## Travail à réaliser:
1) Recopiez à l'identique le passage de l'hommage à Mike Hailwood qui commence par les mots contenant « MIKE THE MYTHE » et se termine par « tous les temps. ».
2) Rédigez la suite de l'hommage à Mike Hailwood en partant de sa dernière phrase.
== Extrait présenté ==
Voici l'intégralité de l'hommage fait par Moto Journal N°502 du 1er avril 1981.
Hommage a Hailwood
So long Mike
MIKE THE BIKE Mike Hailwood a trouvé la mort la semaine dernière dans un accident de voiture. Sa petite fille a également été tuée dans le crash, sa femme et son fils ont été blessés. Les circonstances de l'accident sont assez confuses: sur une route à quatre voies la voiture est allée percuter un camion arrivant en face.
MIKE THE MYTHE Avec Mike Hailwood disparait une figure légendaire du sport motocycliste. Mike avait abandonné les courses moto en 1967 et s'était alors consacré à la voiture, avec de brèves résurgences sur deux roues. Dans l'esprit des jeunes motards, Mike Hailwood représente déjà un champion du passé. Dans la tête de ceux qui ont connu la periode entre 1960 et 1970, il reste un mythe vivant, Mike the bike, le plus grand pilote de tous les temps.
Les deux Hailwood En fait, il y avait deux Hailwood. Le mythe et l'autre. Le premier a fait battre le coeur de tous les fans de motos pendant dix ans de suite. L'autre a toujours nié l'existence du mythe et a promené son ennui et ses désillusion dans le monde entier. Mais si Mike Hailwood en lui même refusait d'être un mythe, il reconnaissait que seuls moments ou Stanley Michael Bayley Hailwood à trouvé un certain plaisir à la vie, ce sont ceux qui se sont passé au guidon d'une moto de course. Avant et après, il n'y avait rien.
Pour qui ne connait pas la mentalité anglo-saxonne et la resignation que peut parfois adopter ce peuple, la dualité de Mike Hailwood est assez délicate à appréhender. Ce fils de milliardaire a été élevé à la dure: en pension très tôt, puis dans un collège de l'aero navale dont il s'échappe à quinze ans parce que la discipline lui pèse. Une discipline pourtant voulu par son père, Stan Hailwood, qui croit aux vertus d'une éducation en force. Lorsque Mike annonce qu'il veut plus aller à l'école, son père le colle ouvrier sur une chaine de montage chez Triumph.
===
== Matériel fourni ==
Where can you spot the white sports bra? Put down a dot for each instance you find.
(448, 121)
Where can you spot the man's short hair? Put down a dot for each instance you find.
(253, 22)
===
## Réponses:
1)
MIKE THE MYTHE Avec Mike Hailwood disparait une figure légendaire du sport motocycliste. Mike avait abandonné les courses moto en 1967 et s'était alors consacré à la voiture, avec de brèves résurgences sur deux roues. Dans l'esprit des jeunes motards, Mike Hailwood représente déjà un champion du passé. Dans la tête de ceux qui ont connu la periode entre 1960 et 1970, il reste un mythe vivant, Mike the bike, le plus grand pilote de tous les temps.

2)
Dans son internat, Mike était connu pour son agressivité dont il se défoulait en pratiquant la boxe amateur. Il faut dire qu'il possédait une carrure d'athlète et une solide résistance physique. La dureté du père Hailwood a forgé le carractère volontaire de Mike mais aussi une timidité diffuse qui ne l'a jamais quitté. Plus qu'une timidité, une sauvagerie peut-être, alliée à une certaine méfiance. Mike faisait peu confiance aux gens, et il eut peu d'amis. D'autant que sa popularité de pilote n'allait pas l'aider à établir des vraies et sincères.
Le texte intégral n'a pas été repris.